Items from a data source
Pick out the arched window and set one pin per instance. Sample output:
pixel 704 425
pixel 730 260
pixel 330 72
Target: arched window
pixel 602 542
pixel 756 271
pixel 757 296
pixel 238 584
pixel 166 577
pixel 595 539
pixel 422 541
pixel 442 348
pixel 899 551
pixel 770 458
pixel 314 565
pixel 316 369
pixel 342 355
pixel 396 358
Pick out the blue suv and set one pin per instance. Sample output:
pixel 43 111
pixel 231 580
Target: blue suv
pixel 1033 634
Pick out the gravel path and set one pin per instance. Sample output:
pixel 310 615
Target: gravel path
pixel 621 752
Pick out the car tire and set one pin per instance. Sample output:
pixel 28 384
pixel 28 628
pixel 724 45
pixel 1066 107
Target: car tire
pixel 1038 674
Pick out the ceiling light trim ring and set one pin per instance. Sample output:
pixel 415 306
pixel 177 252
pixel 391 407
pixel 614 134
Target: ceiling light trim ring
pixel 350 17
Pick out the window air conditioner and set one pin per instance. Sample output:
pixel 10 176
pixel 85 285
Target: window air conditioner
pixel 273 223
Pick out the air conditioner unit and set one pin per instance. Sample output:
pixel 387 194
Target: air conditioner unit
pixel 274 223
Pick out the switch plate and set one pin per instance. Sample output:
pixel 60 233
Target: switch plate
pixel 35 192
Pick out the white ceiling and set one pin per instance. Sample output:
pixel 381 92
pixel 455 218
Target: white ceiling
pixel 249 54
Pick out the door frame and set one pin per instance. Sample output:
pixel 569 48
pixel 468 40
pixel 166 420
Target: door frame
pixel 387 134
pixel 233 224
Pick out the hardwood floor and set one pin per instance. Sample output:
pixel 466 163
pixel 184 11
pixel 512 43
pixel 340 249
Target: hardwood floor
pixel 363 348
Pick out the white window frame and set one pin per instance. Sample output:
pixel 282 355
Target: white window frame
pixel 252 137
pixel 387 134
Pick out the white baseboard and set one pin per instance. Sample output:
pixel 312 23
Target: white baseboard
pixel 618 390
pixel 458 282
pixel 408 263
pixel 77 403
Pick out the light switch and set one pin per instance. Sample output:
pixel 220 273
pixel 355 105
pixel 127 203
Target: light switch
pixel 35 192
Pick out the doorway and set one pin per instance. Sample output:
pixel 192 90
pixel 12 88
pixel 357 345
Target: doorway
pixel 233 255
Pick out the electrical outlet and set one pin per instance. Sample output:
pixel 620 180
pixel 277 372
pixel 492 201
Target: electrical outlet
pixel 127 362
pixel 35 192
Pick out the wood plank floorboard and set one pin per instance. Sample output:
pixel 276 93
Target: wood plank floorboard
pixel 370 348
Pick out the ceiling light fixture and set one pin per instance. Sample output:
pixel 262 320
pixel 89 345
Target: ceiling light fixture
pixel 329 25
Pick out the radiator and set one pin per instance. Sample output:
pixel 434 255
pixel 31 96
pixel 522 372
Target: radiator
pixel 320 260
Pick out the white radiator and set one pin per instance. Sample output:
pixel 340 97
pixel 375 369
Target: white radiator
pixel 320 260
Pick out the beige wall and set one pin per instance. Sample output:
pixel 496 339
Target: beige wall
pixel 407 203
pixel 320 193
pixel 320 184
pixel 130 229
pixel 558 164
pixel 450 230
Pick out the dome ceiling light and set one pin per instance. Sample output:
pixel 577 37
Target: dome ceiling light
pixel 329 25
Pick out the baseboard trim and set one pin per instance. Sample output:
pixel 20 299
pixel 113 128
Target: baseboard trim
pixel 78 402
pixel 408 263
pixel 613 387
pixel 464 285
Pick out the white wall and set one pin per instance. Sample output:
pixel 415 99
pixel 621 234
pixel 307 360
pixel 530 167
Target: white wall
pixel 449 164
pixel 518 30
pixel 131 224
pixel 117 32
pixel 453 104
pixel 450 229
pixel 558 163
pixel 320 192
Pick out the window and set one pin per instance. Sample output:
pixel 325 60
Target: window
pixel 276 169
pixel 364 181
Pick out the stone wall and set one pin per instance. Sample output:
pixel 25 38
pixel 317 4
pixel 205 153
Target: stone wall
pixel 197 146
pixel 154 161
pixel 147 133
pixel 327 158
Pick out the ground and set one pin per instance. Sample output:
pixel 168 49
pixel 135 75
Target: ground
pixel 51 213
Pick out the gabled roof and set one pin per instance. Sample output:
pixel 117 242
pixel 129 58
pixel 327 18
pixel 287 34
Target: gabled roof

#### [DESCRIPTION OF THE TASK]
Above are the records; copy each line from them that includes the string "gabled".

#### [YOUR RESPONSE]
Pick out the gabled roof and set one pin per instance. Sample output:
Target: gabled roof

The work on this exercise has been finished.